**PROBLEM STATEMENT**
List every NHL award or trophy named in the article on the Flyers.

Mike Sielski: The Flyers have needed a star for a long time. Matvei Michkov can break into that realm.
Published in Hockey
PHILADELPHIA — Everybody knows the trouble the Flyers have seen. It has been more than five years since they qualified for the playoffs. It has been more than 13 years since they won a postseason series that wasn’t contested in a pandemic-necessitated bubble. It has been more than 15 years since they advanced beyond the postseason’s second round.
Those spare facts speak to just how lousy the Flyers have been and how long they’ve been that lousy. But there’s another, more individualized way to quantify their period of irrelevance. They have had just two players win major NHL awards in the last 24 years: Oskar Lindblom, who was the 2021 Bill Masterton Award recipient for dedication to hockey, and Sean Couturier, who was the 2020 Selke Trophy winner as the league’s best defensive forward. They have had just one player, Claude Giroux, surpass 100 points in a season in the last 29 years. They have had no players win either the Hart Memorial Trophy, for the league’s most valuable player, or the Vezina Trophy, for the league’s best goaltender, in the last three decades.
Put simply, the Flyers haven’t given anyone anything to talk about in a generation. They’ve been bad, and they’ve been boring. As accomplished as Giroux was during his career here, the Flyers haven’t had a player since Eric Lindros who, by his sheer presence and talent, thrust the franchise into conversations and spaces beyond those among its most loyal fans. That trend has a chance to reverse itself, though. It might already be starting to reverse itself, and the Flyers know it. Or at least believe it.
Dan Hilferty, the franchise’s governor, said during a media availability Tuesday that the Flyers have had a season-ticket renewal rate of 90% for the second straight year. “We’ve already sold the end-of-year number that we had last season,” Hilferty said. “Since 2018, this is the first sustainable growth we’ve seen in season tickets.”

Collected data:
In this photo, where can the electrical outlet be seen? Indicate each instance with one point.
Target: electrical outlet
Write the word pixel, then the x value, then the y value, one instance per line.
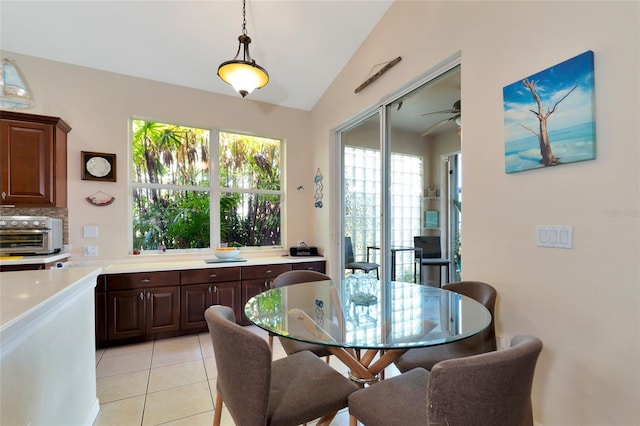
pixel 90 251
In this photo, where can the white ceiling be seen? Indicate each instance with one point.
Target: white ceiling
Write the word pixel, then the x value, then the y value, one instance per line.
pixel 303 44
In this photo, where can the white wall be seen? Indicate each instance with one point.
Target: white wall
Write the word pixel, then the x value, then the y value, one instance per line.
pixel 584 302
pixel 97 105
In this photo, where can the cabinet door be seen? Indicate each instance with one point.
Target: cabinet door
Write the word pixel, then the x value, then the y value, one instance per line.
pixel 27 169
pixel 249 289
pixel 126 314
pixel 195 299
pixel 163 309
pixel 101 319
pixel 228 294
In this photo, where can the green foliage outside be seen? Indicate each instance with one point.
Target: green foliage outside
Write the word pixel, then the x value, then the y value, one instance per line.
pixel 172 194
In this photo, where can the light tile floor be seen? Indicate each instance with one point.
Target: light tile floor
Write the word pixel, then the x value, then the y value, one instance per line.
pixel 168 382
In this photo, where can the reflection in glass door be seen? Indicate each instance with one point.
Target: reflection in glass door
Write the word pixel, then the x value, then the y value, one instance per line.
pixel 361 191
pixel 392 177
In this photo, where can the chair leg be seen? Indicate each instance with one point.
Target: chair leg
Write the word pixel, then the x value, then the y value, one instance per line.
pixel 326 420
pixel 217 413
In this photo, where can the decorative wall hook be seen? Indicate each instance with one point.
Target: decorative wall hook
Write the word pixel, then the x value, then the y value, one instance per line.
pixel 377 75
pixel 100 199
pixel 318 188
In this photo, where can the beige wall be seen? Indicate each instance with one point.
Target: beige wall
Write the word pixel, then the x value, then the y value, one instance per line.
pixel 584 302
pixel 98 106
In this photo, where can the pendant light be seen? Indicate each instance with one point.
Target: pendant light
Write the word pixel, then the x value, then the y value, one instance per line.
pixel 14 90
pixel 243 74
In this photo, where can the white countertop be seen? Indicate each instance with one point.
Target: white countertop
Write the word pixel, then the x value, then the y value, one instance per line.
pixel 24 292
pixel 150 265
pixel 33 260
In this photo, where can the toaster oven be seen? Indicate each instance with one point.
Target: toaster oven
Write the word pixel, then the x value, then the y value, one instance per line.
pixel 30 235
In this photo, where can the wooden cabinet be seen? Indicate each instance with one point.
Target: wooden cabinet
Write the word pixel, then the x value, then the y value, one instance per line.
pixel 142 304
pixel 101 311
pixel 201 288
pixel 255 280
pixel 33 160
pixel 146 305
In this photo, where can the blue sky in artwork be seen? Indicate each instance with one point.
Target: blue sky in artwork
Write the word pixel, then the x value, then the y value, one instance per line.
pixel 552 84
pixel 571 127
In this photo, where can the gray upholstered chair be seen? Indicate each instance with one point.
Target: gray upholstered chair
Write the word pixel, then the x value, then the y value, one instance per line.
pixel 350 261
pixel 485 341
pixel 291 346
pixel 256 391
pixel 493 388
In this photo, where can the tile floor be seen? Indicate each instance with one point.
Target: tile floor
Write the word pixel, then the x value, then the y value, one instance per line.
pixel 168 382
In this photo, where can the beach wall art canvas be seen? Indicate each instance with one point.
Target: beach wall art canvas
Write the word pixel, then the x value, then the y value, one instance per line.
pixel 549 117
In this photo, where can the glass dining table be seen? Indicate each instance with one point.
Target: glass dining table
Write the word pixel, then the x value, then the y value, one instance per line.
pixel 367 323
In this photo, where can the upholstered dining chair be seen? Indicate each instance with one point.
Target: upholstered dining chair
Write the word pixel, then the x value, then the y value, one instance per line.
pixel 256 391
pixel 291 346
pixel 350 261
pixel 485 341
pixel 493 388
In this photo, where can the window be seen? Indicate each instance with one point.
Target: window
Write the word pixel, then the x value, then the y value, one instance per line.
pixel 175 186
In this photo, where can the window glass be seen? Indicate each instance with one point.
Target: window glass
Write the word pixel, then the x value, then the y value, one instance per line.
pixel 173 193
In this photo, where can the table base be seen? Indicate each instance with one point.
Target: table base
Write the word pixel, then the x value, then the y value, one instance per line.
pixel 361 370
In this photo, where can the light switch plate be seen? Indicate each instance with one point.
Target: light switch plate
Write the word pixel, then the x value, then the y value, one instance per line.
pixel 554 236
pixel 90 251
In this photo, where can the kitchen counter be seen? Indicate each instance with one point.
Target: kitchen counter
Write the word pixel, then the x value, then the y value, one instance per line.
pixel 47 347
pixel 157 263
pixel 33 260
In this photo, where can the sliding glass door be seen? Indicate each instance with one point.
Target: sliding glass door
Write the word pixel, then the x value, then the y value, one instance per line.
pixel 392 177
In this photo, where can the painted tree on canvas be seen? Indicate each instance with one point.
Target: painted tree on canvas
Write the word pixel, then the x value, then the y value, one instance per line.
pixel 542 114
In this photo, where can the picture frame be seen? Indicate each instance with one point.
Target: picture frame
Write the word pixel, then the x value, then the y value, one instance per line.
pixel 98 166
pixel 549 117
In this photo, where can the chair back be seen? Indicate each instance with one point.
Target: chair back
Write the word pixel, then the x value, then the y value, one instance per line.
pixel 297 277
pixel 484 341
pixel 348 251
pixel 430 246
pixel 243 360
pixel 487 389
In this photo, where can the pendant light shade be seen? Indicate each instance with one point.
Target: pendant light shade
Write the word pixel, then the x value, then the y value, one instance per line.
pixel 244 75
pixel 14 89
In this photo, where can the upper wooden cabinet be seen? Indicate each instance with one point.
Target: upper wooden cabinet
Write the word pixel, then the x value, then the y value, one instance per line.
pixel 33 160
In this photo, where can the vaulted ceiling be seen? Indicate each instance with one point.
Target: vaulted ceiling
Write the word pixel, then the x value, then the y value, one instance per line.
pixel 302 44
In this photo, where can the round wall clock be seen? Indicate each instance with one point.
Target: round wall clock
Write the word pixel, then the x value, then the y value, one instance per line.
pixel 98 166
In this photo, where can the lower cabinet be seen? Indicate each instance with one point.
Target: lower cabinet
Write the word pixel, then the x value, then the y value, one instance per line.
pixel 140 312
pixel 255 280
pixel 147 305
pixel 219 286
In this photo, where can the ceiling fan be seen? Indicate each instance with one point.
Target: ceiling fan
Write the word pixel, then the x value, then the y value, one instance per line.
pixel 456 118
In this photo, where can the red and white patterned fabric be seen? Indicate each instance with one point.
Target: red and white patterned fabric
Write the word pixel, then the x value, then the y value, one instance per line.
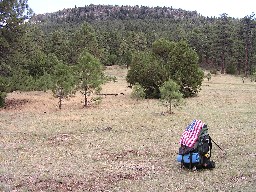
pixel 191 133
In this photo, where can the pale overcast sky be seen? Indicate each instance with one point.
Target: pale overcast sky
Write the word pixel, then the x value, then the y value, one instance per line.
pixel 234 8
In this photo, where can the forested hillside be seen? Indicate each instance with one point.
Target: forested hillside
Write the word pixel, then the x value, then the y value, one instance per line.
pixel 30 51
pixel 222 43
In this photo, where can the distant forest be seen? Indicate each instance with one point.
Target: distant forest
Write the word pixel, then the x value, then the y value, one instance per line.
pixel 223 43
pixel 36 50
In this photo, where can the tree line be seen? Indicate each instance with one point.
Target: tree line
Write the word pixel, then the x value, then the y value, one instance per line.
pixel 35 49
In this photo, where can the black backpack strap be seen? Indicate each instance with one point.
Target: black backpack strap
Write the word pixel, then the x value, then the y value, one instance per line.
pixel 190 157
pixel 182 161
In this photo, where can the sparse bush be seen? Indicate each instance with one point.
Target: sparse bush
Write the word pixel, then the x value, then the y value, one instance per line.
pixel 2 98
pixel 170 94
pixel 138 92
pixel 208 76
pixel 214 71
pixel 231 69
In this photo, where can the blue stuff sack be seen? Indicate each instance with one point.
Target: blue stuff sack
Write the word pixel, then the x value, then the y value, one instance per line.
pixel 186 158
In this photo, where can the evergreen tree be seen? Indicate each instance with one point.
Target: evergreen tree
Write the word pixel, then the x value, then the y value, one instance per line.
pixel 89 71
pixel 170 93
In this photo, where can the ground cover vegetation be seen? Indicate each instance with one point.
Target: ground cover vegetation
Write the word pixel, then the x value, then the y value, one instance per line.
pixel 118 142
pixel 124 144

**WRITTEN ANSWER**
Bill Masterton Award
Selke Trophy
Hart Memorial Trophy
Vezina Trophy